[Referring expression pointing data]
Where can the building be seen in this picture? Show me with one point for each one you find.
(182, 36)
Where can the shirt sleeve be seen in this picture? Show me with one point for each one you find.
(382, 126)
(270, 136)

=== TASK STATEMENT ===
All of the records above must be reproduced exactly.

=== OUTPUT OF THE EXERCISE ===
Where can the building be seen in this picture? Show me with one point for each one you find.
(182, 36)
Where can the shirt sleeve be seen in this picture? Show me with one point for each one you find.
(382, 126)
(270, 136)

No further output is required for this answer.